=== Task inputs ===
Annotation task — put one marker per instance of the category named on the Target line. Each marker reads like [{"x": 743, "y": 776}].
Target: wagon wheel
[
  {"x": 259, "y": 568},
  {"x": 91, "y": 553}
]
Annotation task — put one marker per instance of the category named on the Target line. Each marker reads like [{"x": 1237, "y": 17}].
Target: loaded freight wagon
...
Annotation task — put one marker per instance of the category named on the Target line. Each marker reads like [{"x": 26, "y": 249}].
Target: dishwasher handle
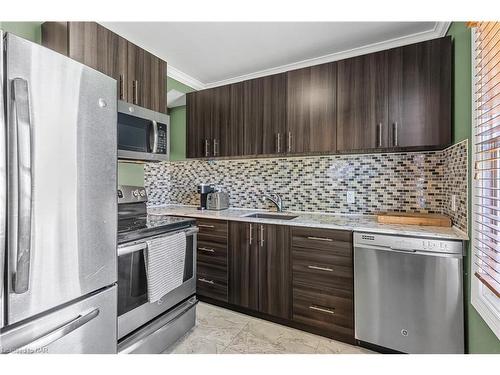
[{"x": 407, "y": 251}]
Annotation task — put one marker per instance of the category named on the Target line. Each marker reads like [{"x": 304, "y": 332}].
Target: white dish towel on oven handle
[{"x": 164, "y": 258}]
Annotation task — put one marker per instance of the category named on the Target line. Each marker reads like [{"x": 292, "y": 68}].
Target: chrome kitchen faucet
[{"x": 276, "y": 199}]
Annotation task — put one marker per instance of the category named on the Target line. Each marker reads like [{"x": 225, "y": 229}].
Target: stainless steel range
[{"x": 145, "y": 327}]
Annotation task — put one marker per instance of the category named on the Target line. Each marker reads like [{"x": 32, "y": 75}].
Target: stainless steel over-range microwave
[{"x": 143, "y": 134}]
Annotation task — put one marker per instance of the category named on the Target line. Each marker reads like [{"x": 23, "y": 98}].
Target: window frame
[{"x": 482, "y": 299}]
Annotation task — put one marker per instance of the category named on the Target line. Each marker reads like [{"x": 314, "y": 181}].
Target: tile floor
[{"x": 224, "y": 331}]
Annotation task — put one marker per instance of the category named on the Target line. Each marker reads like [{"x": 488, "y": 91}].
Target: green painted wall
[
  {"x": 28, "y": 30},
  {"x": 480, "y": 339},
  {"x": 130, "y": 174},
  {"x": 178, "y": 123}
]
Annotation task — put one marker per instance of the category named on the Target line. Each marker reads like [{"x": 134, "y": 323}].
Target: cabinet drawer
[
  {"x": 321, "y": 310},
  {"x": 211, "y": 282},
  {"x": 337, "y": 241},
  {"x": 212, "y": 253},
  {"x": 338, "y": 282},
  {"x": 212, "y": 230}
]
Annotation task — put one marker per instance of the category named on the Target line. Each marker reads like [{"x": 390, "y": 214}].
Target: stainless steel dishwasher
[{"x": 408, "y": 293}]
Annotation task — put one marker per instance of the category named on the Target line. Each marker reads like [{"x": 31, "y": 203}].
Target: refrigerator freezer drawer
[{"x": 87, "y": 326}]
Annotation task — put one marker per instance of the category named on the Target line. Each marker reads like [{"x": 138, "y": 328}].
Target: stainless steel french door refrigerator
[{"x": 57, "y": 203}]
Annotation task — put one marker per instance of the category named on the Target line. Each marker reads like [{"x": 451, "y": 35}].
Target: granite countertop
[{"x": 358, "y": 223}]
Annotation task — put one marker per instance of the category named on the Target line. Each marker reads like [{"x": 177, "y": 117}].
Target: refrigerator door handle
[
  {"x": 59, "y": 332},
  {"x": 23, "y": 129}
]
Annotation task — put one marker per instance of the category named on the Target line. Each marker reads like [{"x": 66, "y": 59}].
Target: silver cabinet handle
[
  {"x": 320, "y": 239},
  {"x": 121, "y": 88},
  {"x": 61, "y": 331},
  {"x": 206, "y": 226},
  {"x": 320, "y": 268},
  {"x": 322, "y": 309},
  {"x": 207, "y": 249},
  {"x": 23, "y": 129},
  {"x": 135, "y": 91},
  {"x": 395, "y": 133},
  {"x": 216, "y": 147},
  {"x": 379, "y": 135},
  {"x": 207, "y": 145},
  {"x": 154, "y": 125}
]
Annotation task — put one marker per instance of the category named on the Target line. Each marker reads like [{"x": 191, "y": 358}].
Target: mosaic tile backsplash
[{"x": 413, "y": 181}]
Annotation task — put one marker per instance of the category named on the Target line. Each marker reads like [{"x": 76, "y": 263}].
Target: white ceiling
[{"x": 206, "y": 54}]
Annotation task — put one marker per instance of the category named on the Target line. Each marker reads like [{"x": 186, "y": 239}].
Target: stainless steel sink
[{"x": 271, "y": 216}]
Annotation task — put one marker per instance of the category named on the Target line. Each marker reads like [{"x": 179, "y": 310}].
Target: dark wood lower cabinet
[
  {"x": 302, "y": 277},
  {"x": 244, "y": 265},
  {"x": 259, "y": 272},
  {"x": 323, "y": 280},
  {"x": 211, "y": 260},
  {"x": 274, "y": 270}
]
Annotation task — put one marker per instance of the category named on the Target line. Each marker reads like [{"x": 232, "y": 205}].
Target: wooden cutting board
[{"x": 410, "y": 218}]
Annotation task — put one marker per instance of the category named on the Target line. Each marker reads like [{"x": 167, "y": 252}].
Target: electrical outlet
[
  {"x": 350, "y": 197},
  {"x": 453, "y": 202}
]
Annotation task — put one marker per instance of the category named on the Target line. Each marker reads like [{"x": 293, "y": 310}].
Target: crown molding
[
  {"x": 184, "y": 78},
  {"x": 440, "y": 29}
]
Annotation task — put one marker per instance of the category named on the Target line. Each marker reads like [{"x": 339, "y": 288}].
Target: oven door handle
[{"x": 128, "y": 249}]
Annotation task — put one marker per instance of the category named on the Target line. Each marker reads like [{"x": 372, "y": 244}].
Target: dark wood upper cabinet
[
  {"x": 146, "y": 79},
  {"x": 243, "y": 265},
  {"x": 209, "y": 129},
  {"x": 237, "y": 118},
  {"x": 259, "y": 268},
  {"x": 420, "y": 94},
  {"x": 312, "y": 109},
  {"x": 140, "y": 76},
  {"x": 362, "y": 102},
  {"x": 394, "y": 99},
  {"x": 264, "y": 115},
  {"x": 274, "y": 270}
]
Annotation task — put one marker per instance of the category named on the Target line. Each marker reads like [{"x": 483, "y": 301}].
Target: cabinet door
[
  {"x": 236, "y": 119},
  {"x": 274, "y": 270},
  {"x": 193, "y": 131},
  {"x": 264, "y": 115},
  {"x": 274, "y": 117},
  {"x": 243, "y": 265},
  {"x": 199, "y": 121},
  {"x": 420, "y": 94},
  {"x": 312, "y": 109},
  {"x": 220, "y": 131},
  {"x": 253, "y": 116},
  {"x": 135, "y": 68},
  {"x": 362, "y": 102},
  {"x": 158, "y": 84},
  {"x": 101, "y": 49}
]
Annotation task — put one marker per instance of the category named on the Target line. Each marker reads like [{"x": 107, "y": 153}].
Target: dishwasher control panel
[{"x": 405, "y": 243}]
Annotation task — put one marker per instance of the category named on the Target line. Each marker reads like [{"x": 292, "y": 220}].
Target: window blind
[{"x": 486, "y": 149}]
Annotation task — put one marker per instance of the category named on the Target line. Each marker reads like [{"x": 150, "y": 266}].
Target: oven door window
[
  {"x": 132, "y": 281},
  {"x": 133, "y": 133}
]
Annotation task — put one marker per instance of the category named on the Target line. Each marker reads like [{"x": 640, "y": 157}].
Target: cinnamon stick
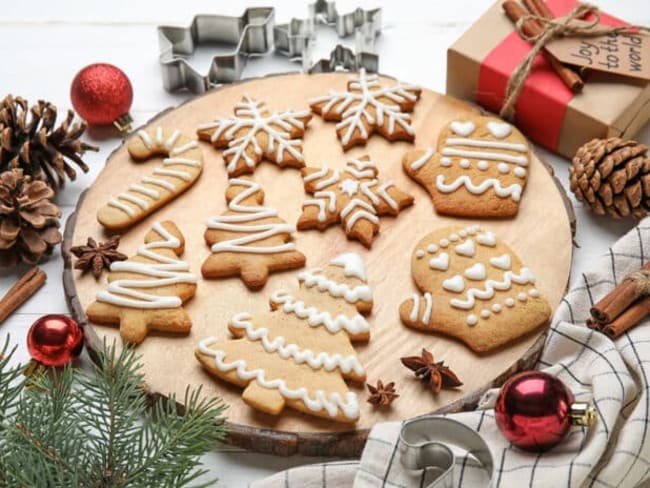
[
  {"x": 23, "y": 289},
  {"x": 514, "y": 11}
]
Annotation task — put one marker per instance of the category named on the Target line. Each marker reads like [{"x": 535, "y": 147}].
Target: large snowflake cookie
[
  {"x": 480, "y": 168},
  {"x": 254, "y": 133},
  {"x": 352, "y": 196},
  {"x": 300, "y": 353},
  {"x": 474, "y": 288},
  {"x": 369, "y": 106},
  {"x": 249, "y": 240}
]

=== Task objective ===
In the material above, locate the line containing "Target: wagon wheel" and the line containing "Target: loaded freight wagon". Transcribe exactly those two lines and every line between them, and nothing more.

=== Solution to this problem ===
Target: wagon wheel
[
  {"x": 259, "y": 568},
  {"x": 91, "y": 553}
]
Annotation task — put one marker per instance of the category named on the Target line. Each marker reads like [{"x": 1237, "y": 17}].
Target: loaded freight wagon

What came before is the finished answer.